+++ TEXT TO READ +++
I always look forward to the first day of spring. It signals the promise of warmer weather, longer days, flowers, farmers markets … and spring cleaning! I love taking the time to store winter clothes, scrub down my home and donate items I no longer need.
So, why not apply “spring cleaning” principles to revamp your schedule and health priorities? For instance, do you have enough time to prepare and eat balanced meals and exercise? When was the last time you didn’t leave in a rush? How often do you feel stressed out, even before you get to work? There are many things in our everyday lives that can take a toll on our health and overall well-being.
4 Tips to “Spring Clean” Your Health
Set S.M.A.R.T. Goals
First, come up with one to three goals that are important to you. Make them S.M.A.R.T.: specific, measurable, achievable, realistic and timely. For instance, say you want to exercise more to improve your energy level. Your goal should include: when you will exercise (example: in the morning), what days you will exercise (example: Mondays, Wednesdays and Fridays), how long you will exercise (example: 45 minutes per day) and when you will re-assess your goal (example: every third week).
+++ DATASET CONTENT +++
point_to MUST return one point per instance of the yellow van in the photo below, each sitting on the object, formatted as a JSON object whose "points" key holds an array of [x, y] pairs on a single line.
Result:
+++
_TASK LIST:_
1 > According to the text on spring cleaning your health, what do the letters in S.M.A.R.T. stand for?
2 > Carry on the text on spring cleaning your health from the point where it stops.

_ANSWERS TO THE PROBLEMS:_
1 > Specific, measurable, achievable, realistic and timely.

2 >
Track Your Progress and Adjust Your Goals if Needed
Whether you do this with an app, on paper or in an online file, tracking is an effective strategy for assessing if you’re making positive progress and whether the goal is too lofty or too small. Too lofty? Make the goals more realistic. Instead of committing to three days a week, try twice a week. Or, make the workout shorter. Too small? Increase the time, frequency or intensity of your physical activity.
Identify Your Roadblocks
Next, with your goals in mind, visualize your “perfect day” when it comes to your routine and your health. This is a helpful tool in deciphering what parts of your day are supporting your goals and which parts are holding you back. If your goal is to exercise in the morning, you may have to adjust when you wake up. If you are staying up too late, you are less likely to accomplish this goal. Is it possible to go to bed 30 to 60 minutes earlier the night before a workout? Or, can you schedule a 20-minute nap the afternoon after a workout? Can you lay out your workout clothes and a healthy snack the night before?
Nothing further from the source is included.